Update the material by swapping every "Camera-trap review" for "Wildlife camera check" and leaving the rest untouched.

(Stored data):
■ ■ ■
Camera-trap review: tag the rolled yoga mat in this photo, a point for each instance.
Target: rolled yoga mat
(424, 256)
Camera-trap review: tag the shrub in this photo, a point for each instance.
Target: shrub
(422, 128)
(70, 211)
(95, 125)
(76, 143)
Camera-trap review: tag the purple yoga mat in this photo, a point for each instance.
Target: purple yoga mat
■ ■ ■
(Solution for this task):
Wildlife camera check: tag the rolled yoga mat in this photo, a point for each instance.
Target: rolled yoga mat
(424, 256)
Wildlife camera check: tag the shrub in this photo, a point for each instance.
Target: shrub
(422, 128)
(70, 211)
(95, 125)
(76, 143)
Wildlife camera check: tag the purple yoga mat in this photo, a point for each instance.
Target: purple yoga mat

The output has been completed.